Rewrite the lines of the records from the line with "like [(160, 11)]." to the line with "[(160, 187)]", putting "terrace" wherever "balcony" appears and changing nothing else.

● Provided material:
────

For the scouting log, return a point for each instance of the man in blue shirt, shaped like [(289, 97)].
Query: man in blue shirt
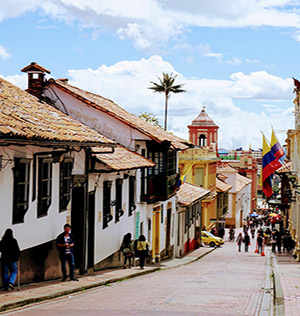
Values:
[(65, 245)]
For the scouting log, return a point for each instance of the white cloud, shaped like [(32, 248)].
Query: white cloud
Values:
[(252, 61), (153, 23), (234, 61), (127, 84), (205, 50), (3, 53)]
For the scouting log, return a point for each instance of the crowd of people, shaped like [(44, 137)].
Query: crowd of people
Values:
[(261, 231)]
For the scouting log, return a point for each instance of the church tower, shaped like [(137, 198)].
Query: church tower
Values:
[(203, 132)]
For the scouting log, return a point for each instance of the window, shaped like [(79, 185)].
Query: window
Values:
[(45, 186), (131, 198), (158, 159), (107, 217), (118, 208), (171, 163), (21, 172), (65, 183), (202, 140), (199, 176)]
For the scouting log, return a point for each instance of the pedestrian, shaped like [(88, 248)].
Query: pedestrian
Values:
[(252, 231), (239, 241), (221, 232), (273, 241), (279, 241), (259, 243), (246, 240), (231, 234), (142, 247), (10, 254), (127, 250), (213, 231), (65, 246)]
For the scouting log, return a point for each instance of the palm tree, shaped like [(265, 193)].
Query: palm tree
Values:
[(166, 85)]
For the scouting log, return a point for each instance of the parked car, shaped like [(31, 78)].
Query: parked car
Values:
[(210, 239)]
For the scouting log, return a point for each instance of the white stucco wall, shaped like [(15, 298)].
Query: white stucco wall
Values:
[(34, 230)]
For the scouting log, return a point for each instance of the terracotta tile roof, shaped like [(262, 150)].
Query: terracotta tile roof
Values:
[(241, 182), (225, 169), (122, 159), (111, 108), (22, 116), (189, 193), (33, 67), (222, 186), (285, 168)]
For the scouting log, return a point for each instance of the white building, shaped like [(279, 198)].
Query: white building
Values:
[(239, 199), (43, 160), (154, 215)]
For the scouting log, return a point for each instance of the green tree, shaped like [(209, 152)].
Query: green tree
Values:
[(149, 117), (166, 85)]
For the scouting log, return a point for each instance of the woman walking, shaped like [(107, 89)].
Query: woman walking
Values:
[(143, 250), (10, 251), (239, 241), (127, 250)]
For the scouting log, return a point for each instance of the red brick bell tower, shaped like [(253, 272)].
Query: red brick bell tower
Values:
[(203, 132)]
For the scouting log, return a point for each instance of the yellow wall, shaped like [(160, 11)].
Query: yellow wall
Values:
[(201, 165)]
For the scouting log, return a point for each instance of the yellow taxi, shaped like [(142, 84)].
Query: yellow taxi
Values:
[(210, 239)]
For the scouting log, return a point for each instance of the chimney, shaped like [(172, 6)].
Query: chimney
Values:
[(36, 74)]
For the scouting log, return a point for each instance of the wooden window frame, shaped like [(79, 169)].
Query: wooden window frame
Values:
[(65, 183), (44, 186), (21, 173)]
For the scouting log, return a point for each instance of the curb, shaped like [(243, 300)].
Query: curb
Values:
[(24, 302)]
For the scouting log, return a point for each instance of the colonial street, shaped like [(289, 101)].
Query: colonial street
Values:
[(224, 282)]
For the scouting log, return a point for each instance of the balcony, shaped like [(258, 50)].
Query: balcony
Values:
[(160, 187)]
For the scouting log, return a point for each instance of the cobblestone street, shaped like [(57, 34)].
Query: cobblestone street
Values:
[(224, 282)]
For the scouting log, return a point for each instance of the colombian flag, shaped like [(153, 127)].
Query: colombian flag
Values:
[(275, 146), (270, 165)]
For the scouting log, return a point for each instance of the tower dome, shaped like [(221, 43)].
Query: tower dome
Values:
[(203, 132)]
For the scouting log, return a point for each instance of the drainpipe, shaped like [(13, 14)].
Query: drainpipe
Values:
[(86, 213)]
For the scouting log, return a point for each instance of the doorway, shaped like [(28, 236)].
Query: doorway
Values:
[(168, 233), (77, 223), (91, 230)]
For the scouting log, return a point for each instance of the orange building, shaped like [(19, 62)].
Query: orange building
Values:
[(200, 164)]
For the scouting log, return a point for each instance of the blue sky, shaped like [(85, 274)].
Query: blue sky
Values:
[(236, 58)]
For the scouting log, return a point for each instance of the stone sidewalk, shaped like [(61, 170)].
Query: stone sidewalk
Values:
[(287, 284), (37, 292)]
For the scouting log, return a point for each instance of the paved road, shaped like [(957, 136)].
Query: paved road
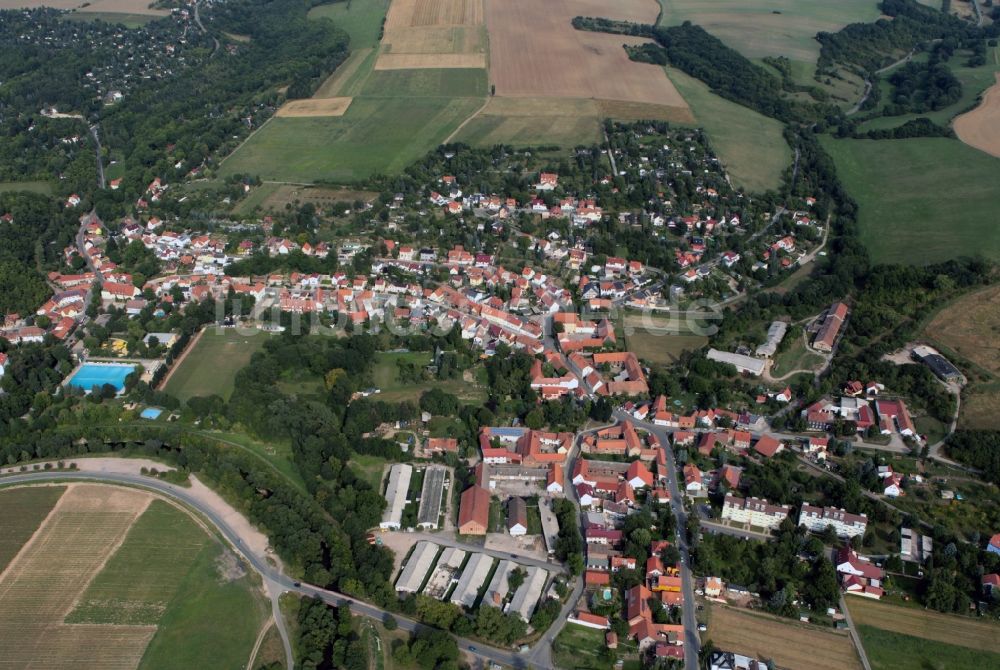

────

● Task result:
For the scouting log, return a point for each instance of the yellow wall, shaped like [(160, 11)].
Query: yellow wall
Values:
[(201, 165)]
For the scouting log, return a point for each instance of the yellow taxi, shaped like [(142, 84)].
Query: yellow taxi
Values:
[(210, 239)]
For the scouting log, return a point for each instance of the chimney, shaped like [(172, 6)].
Query: chimney
Values:
[(36, 74)]
For the scouting log, return a point for each instance of the wooden window frame, shaped like [(79, 169)].
Query: wooden window frame
Values:
[(65, 183), (44, 186), (21, 173)]
For the scouting log, return a point for each instance of the curb, shaped like [(243, 300)].
Query: curb
Values:
[(24, 302)]
For the scouting log, return a point for each instance of the colonial street, shaped like [(289, 101)].
Query: colonial street
Values:
[(224, 282)]
For the scouting log, return a point for each instance of the terrace, shaped like [(258, 50)].
Query: terrace
Values:
[(160, 187)]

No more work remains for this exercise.